• Work required
What is needed is an exact copy of the data that follows.

• Records for the exercise
====

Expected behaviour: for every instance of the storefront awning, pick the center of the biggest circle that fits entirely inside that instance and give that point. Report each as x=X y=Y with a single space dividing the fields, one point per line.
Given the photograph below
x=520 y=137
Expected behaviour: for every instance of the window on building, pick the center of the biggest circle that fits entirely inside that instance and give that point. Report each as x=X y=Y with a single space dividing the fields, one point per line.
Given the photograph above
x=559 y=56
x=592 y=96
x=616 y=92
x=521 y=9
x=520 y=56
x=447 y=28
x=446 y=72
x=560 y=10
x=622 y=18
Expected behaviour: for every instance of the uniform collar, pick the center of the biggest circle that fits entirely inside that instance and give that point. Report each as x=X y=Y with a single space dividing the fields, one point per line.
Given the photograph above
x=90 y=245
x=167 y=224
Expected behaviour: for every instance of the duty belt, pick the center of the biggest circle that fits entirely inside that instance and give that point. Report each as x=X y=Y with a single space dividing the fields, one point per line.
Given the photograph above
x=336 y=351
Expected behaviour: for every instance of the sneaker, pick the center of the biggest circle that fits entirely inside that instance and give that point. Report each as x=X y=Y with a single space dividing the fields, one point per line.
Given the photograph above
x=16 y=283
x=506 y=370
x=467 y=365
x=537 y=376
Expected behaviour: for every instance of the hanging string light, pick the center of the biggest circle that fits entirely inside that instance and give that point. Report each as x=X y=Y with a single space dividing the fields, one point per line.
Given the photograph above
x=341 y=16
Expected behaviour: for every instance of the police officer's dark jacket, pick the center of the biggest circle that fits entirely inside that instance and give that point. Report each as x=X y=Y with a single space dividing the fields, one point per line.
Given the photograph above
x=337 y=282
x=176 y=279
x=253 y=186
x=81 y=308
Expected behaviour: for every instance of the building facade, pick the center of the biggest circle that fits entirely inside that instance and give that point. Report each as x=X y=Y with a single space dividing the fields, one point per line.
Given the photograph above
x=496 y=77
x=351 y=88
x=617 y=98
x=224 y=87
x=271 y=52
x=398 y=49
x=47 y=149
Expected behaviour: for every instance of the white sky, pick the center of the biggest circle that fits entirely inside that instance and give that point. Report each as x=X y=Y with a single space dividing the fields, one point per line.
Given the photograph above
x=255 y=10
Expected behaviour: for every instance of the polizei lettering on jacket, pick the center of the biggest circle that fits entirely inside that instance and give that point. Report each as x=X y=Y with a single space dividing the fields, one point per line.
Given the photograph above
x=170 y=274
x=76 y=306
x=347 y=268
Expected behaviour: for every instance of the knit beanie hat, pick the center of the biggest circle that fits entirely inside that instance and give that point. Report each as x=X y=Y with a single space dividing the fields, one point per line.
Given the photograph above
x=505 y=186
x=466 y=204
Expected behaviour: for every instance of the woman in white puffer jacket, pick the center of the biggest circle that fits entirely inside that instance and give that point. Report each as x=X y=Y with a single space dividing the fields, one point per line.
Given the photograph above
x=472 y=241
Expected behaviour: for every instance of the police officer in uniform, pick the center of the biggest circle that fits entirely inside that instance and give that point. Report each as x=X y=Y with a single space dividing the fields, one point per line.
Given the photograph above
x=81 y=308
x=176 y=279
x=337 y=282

====

• Answer to this problem
Expected behaviour: for every instance of the storefront awning, pick the center of the biggest circle that fits entirely inside that instance and give that point. Report each as x=X y=Y with a single space dividing the fields, one point per line.
Given the photograph below
x=520 y=137
Expected behaviour: for every instance of the window on building, pick the center of the biggest circle that fits entirely inside that instance and give that point. Report each as x=X y=Y with a single space dividing the fields, one point per line.
Given the photograph above
x=559 y=56
x=592 y=96
x=616 y=92
x=521 y=9
x=520 y=56
x=447 y=28
x=446 y=72
x=560 y=10
x=622 y=18
Expected behaviour: for every instance of the uniform collar, pick the center of the biggest circle that fits entirely inside that instance and give that point. Report each as x=X y=Y with a single space dividing the fields, one point per line.
Given the photograph above
x=90 y=245
x=167 y=224
Expected behaviour: for every instance of the duty belt, pick the center of the biggest circle that fits entirely inside that instance and give that point. Report each as x=X y=Y with a single space dividing the fields, one point per line.
Given the photograph above
x=336 y=351
Expected behaviour: for every instance of the sneaker, pick the center of the biggest circle that fits entirely inside that instance and give that point. Report each as x=X y=Y with a single space dividing the fields, one point per line.
Given the photograph above
x=16 y=283
x=506 y=370
x=467 y=365
x=537 y=376
Expected behaviour: for every instance of the hanging string light, pick the center of the biggest circle that fits entirely inside that instance and give that point. Report each as x=X y=Y with a single space dividing the fields, one point per line.
Given the photograph above
x=341 y=16
Expected behaviour: for every instance of the police officer's dark jacket, pick the center of the biggest circle that fits entirely inside that instance and give that point. Report each as x=X y=Y with a single space dividing the fields, one point per line.
Given the photograph above
x=337 y=282
x=176 y=279
x=253 y=186
x=81 y=308
Expected behaviour: for every instance of the building facade, pick the center of the biggest circle that fits entirely inside that instance and give that point. Report each as x=X y=Y with a single space dividing the fields, one point per line.
Given the photograph above
x=496 y=77
x=351 y=88
x=617 y=98
x=224 y=87
x=271 y=52
x=398 y=49
x=47 y=149
Expected behaviour: for every instance of the white sky, pick the center of the biggest circle that fits entirely inside that instance and give that point. Report each as x=X y=Y with a single space dividing the fields, one point per line.
Given the photograph above
x=255 y=10
Expected behaviour: for every instance of the polizei lettering on jacket, pick the center of the biggest circle that fits entirely inside that instance and give that point. Report each as x=X y=Y with a single space dividing the fields, one point per line.
Given the photograph above
x=170 y=274
x=76 y=306
x=347 y=268
Expected behaviour: for every instance of the knit beanie hat, pick the center of the biggest circle that fits entirely inside that instance and give that point. Report each as x=X y=Y with a single space dividing the fields, one point per line.
Given the photograph above
x=505 y=186
x=466 y=204
Expected behaviour: for every instance of the woman in white puffer jacket, pick the center of the biggest circle that fits entirely inside that instance and give that point. Report each as x=X y=Y with a single space dividing the fields, one point per line.
Given the photograph above
x=472 y=241
Expected behaviour: for every instance of the police officer in uniform, pick the center of the biggest circle that fits entirely inside that instance and give that point. Report each as x=X y=Y with a single space dividing the fields, one point per line.
Given the photograph above
x=81 y=308
x=176 y=279
x=337 y=282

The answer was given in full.